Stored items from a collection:

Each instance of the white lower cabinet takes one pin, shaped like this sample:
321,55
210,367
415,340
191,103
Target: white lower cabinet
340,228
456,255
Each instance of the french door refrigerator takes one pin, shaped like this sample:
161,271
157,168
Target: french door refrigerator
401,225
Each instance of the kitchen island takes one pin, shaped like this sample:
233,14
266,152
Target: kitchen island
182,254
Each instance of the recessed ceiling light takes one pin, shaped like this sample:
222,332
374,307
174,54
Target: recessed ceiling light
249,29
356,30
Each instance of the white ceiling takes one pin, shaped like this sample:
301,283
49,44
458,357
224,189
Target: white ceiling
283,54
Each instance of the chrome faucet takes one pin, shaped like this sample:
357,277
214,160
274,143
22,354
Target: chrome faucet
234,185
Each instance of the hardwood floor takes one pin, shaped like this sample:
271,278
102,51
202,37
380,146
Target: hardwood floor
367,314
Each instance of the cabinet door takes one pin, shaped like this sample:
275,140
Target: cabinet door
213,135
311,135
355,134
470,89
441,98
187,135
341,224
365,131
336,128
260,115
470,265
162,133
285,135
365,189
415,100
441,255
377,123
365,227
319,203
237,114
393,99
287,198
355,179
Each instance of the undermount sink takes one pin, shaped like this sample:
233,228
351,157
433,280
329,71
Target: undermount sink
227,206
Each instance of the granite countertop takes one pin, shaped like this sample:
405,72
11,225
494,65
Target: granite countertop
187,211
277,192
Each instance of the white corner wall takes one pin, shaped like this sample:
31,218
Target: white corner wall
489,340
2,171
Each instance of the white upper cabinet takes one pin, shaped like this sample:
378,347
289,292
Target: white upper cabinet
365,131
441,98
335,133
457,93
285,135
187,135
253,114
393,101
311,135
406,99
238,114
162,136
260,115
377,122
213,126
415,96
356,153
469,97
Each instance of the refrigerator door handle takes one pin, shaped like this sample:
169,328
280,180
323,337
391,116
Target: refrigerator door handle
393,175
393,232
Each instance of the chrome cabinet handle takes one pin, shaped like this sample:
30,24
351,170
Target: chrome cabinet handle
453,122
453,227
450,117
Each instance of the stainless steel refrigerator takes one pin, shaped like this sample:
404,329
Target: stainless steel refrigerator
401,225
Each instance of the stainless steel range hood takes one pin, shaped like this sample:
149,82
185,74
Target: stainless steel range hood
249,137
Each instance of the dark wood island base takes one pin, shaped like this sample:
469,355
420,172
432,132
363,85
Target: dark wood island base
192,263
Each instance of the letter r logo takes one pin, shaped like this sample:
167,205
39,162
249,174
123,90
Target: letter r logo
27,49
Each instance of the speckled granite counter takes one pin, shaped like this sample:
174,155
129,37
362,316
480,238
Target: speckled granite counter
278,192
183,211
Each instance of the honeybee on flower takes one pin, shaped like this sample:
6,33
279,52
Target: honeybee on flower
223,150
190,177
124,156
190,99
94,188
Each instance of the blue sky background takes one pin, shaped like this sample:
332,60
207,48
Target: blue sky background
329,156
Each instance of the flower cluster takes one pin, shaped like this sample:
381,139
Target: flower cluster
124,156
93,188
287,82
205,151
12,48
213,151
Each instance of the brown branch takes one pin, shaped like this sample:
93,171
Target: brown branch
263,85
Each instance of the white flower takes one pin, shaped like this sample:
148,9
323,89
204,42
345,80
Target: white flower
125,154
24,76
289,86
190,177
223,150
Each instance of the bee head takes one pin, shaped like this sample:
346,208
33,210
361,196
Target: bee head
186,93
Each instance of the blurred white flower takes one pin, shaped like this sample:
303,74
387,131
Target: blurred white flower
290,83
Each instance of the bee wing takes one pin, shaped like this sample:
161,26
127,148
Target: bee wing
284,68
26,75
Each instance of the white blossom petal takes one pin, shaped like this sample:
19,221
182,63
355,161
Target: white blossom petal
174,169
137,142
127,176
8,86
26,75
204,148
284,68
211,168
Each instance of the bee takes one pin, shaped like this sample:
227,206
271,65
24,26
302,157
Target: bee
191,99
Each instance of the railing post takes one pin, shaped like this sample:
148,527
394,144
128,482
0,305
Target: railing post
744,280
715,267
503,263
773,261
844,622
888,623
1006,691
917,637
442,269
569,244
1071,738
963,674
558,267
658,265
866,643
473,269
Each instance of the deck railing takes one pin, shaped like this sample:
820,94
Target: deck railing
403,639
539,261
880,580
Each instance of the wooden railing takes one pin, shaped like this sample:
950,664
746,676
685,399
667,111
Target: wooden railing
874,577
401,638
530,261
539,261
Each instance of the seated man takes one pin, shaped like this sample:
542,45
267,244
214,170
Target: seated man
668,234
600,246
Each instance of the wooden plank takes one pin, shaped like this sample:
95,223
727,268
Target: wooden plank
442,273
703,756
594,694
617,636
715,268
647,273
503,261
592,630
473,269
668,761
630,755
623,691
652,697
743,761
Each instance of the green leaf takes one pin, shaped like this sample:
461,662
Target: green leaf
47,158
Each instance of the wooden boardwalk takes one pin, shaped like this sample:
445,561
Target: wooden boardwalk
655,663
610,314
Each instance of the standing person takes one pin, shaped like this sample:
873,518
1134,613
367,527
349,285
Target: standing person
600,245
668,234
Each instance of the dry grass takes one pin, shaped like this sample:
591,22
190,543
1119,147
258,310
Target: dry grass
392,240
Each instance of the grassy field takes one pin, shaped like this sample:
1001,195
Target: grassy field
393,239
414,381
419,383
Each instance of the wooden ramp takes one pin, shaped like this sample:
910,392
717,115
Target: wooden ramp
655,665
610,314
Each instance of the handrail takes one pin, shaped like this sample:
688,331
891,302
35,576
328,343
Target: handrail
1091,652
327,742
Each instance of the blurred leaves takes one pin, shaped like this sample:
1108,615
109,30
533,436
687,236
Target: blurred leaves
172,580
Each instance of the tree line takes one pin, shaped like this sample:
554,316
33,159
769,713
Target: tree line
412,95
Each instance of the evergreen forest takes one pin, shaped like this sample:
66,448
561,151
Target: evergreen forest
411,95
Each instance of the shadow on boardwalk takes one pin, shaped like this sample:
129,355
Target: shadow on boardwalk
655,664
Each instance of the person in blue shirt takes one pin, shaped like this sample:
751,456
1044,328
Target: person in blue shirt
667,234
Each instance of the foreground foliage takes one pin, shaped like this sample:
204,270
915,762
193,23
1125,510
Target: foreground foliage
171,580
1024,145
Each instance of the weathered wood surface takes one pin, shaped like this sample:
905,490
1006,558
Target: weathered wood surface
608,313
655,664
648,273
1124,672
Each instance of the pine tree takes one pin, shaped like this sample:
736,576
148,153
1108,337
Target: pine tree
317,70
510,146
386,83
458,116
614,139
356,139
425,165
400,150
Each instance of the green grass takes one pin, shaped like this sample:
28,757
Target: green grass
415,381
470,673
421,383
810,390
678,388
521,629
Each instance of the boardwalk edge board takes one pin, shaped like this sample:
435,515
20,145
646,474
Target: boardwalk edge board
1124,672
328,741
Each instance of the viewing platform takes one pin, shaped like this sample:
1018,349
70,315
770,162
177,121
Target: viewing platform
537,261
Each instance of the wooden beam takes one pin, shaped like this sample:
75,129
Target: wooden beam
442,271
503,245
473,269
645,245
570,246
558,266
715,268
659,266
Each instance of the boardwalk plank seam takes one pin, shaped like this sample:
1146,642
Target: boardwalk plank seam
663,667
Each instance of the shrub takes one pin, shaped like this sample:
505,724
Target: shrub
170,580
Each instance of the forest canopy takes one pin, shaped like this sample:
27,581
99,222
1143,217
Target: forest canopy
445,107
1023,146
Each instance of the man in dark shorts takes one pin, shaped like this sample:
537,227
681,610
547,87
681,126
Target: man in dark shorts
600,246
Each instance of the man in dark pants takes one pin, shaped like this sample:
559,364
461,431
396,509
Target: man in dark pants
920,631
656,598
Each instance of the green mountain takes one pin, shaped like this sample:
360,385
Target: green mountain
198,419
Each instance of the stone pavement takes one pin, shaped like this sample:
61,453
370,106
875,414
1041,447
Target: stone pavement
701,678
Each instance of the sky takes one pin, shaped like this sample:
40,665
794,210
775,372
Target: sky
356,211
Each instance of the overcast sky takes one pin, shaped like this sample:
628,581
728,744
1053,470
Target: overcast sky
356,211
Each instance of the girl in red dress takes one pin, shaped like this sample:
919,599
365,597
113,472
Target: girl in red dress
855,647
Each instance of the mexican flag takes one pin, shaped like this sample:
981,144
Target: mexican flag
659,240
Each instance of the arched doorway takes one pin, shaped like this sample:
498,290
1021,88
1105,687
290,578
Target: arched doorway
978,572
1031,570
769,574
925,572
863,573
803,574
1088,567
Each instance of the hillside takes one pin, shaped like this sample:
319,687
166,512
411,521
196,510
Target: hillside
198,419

EXERCISE DESCRIPTION
Output an exact copy of the lines from the one holding "Target: man in dark pants" to the last line of the data, inclusive, and nothing beyond that range.

RESPONSE TO THE TASK
Target: man in dark pants
920,631
656,598
Each instance of the green mountain takes one pin, shaped like this sample:
360,385
Target: green mountain
198,419
Each instance of the stone pavement takes one pin, shaped like this sample:
61,453
370,106
875,414
1041,447
Target: stone pavement
701,678
Each instance of the sky takes one pin, shaped like this sample:
40,665
794,210
775,372
Target: sky
356,211
Each instance of the overcast sky takes one pin, shaped like this sample:
628,581
728,744
1053,470
Target: overcast sky
356,211
Each instance of the girl in red dress takes one pin, shaped like this sample:
919,599
365,597
113,472
Target: girl in red dress
855,647
Each instance of the mexican flag takes one pin, shaped like this sample:
981,144
Target: mexican flag
659,240
Each instance of the arched doorway takes one pin, shaped like this sample:
498,290
1021,88
1105,687
290,578
Target: arched doorway
978,572
1031,570
769,574
925,572
863,573
803,574
1088,567
Each instance of the hillside takes one pin, shaped like this sample:
319,687
166,512
411,521
196,510
Target: hillside
198,419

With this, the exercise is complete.